**Brano da leggere:**

P. 23, “Cartiglia – Per mio nonno Renzo”, prosa poetica molto intensa, sul cui contenuto non mi soffermo, perché il lettore vedrà da sé. C'è però un elemento da considerare cioè il sogno. L'autore sogna suo nonno che si scarnifica una mano con un coltello ed è la dimensione onirica insieme alla memoria a costituire il grande contenitore cui la poesia attinge.
P. 29, il piccolo gabbiano schiacciato da un'automobile dà luogo a una riflessione sadiana sulla Natura indifferente, “mors tua, vita mea”.
P. 30, è ripreso il tema della brutalità della morte con la climax “Cadaveri carcasse – Fiori recisi”.
Ma a p. 31 debbo ricorrere all'esclamazione del Bruno ne La cena de le ceneri :
In questo bivio, in questo dubbio passo,
che debbo far, che debbo dir, ahi, lasso ?
E l'enigma è il seguente :
Il filmato del ponte
Che brilla all'orizzonte
Non lo si può guardare
L'immaginazione è corsa subito al ponte ed ecco che magicamente trovo in Rimbaud (Illuminations) :
Les ponts
Des ciels gris de cristal. Un bizarre dessin de ponts, ceux-ci droits, ceux-là bombés, d'autres descendant ou obliquant en angles sur les premiers, et ces figures se renouvelant dans les autres circuits éclairés du canal, mais tous tellement longs et légers que les rives, chargées de dômes, s'abaissent et s'amoindrissent. Quelques-uns de ces ponts sont encore chargés de masures. D'autres soutiennent des mâts, des signaux, de frêles parapets. Des accords mineurs se croisent et filent, des cordes montent des berges. On distingue une veste rouge, peut-être d'autres costumes et des instruments de musique. Sont-ce des airs populaires, des bouts de concerts seigneuriaux, des restants d'hymnes publics ? L'eau est grise et bleue, large comme un bras de mer. - Un rayon blanc, tombant du haut du ciel, anéantit cette comédie.
Soffermiamoci sulla parola “ponte”. Probabilmente (ma in Rimbaud si parla di ogni genere di ponti) si tratta del ponte di una nave, perché altrimenti non brillerebbe all'orizzonte (del mare). E perché “filmato” ? Perché, credo, l'apparizione di una nave all'orizzonte viene metaforicamente intesa come la visione d'una pellicola cinematografica. Sembra poi che l'autore rammenti il finale della poesia di Rimbaud, poiché la nave scompare in una sorta di accecamento.

**Problema posto 1:** Indica se ciascuna affermazione concorda con il brano sulla raccolta di poesie, citando le parole decisive: (a) a p. 29 compare un gabbiano schiacciato da un'automobile; (b) la poesia di Rimbaud citata viene da Une saison en enfer; (c) nel sogno il nonno si ferisce un piede.
**Problema posto 2:** Nel brano sulla raccolta di poesie, con quale climax viene ripreso a p. 30 il tema della brutalità della morte?
**Problema posto 3:** Prosegui il brano sulla raccolta di poesie a partire dalla sua ultima frase.

**Dati disponibili:**
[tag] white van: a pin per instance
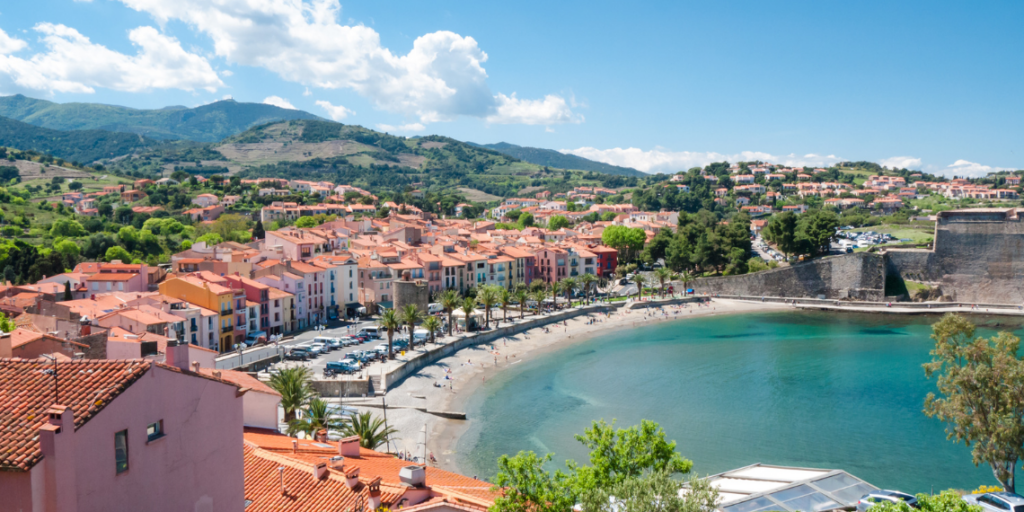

**Risposta finale 1:**
(a) Sì: "il piccolo gabbiano schiacciato da un'automobile".
(b) No: "trovo in Rimbaud (Illuminations)".
(c) No: "si scarnifica una mano con un coltello".

**Risposta finale 2:** Con la climax "Cadaveri carcasse – Fiori recisi".

**Risposta finale 3:**
P. 32, l'espressione “C'era nero di gente” rivela il rifiuto di un linguaggio meramente letterario e l'uso invece di un linguaggio colloquiale, a volte gergale e dialettale. Si tratta di una scelta perfettamente coerente con il rifiuto del lirismo della tradizione, ma non si tratta di una novità, perché è frutto dell'insegnamento di quasi tutti i poeti del Novecento dopo D'Annunzio.
P. 33, il tema della solitudine è presente in questo epigramma come negli altri a p. 48 e p. 60, ma direi un po' in tutte le poesie seguenti. La solitudine, l'angoscia, l'ansia sono stati d'animo ampiamente sperimentati e condivisi nella nostra epoca di individui
Che agiscono che sbagliano automatica -
mente -
di automi in carne e ossa, ma privi di interiorità autentica. Soltanto la poesia e l'arte in genere possono aiutarci a recuperare, a ritrovare il nostro vero io.
P. 36, ecco un componimento un po' più corposo, in quattro quartine e due versi finali, tutti “liberi”, come si dice. In particolare trovo veramente stupendi questi :
Scherzo divino pare
La finitezza
La fine delle cose e le persone -
E l'infinito amore -
L'ultimo verso mi fa pensare a Saba, ma, a parte questa impressione da dilettante, direi che la quartina è di una profondità filosofica e degna del frammento eracliteo (1):
Il tempo è un bimbo che gioca, con le tessere di una scacchiera : di un bimbo è il regno.
I tre “epigrammi” da p. 37 a p. 39 sono variazioni sul tema crepuscolare della “Desolazione del povero poeta sentimentale” di Corazzini :
Io non sono un poeta.
Io non sono che un piccolo fanciullo che piange.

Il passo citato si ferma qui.